## Instructions for the task
Out of the data below, copy every line with the string "seal".
Start of Data extract
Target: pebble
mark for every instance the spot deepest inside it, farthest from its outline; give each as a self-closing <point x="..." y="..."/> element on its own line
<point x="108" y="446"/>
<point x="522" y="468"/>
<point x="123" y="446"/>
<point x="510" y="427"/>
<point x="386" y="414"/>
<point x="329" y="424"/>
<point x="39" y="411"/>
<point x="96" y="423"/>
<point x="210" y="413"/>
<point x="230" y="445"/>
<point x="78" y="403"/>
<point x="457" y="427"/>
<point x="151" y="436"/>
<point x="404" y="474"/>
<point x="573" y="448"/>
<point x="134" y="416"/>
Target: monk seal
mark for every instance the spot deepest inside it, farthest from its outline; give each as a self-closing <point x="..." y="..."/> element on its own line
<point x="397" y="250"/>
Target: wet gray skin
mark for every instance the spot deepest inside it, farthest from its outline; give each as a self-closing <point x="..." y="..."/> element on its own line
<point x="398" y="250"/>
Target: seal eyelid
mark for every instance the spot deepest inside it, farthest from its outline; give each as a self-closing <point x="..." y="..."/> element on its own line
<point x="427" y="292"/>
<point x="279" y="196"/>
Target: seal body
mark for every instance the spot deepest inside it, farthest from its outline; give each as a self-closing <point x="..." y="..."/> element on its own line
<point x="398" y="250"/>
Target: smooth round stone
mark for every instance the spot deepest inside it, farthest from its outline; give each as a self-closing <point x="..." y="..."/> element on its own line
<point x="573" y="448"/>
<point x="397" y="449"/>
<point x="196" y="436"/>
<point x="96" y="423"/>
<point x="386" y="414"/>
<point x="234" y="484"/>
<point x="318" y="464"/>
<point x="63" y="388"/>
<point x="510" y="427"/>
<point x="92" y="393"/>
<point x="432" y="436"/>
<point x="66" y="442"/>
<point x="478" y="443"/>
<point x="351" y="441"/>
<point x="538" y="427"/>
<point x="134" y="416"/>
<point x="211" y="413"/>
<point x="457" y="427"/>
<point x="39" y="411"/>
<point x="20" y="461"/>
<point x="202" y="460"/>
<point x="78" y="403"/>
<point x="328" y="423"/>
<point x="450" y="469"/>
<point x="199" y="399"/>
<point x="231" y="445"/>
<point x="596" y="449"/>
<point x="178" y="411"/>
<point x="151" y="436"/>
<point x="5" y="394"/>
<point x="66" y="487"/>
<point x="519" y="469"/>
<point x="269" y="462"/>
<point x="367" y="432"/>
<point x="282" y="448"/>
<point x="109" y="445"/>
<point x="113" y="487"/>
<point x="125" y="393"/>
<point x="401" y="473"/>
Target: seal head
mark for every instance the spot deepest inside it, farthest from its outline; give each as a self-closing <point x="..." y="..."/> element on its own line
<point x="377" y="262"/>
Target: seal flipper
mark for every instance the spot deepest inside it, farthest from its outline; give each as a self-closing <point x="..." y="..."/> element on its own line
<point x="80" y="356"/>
End of Data extract
## Response to the exercise
Target: monk seal
Target: seal eyelid
Target: seal body
Target: seal head
Target: seal flipper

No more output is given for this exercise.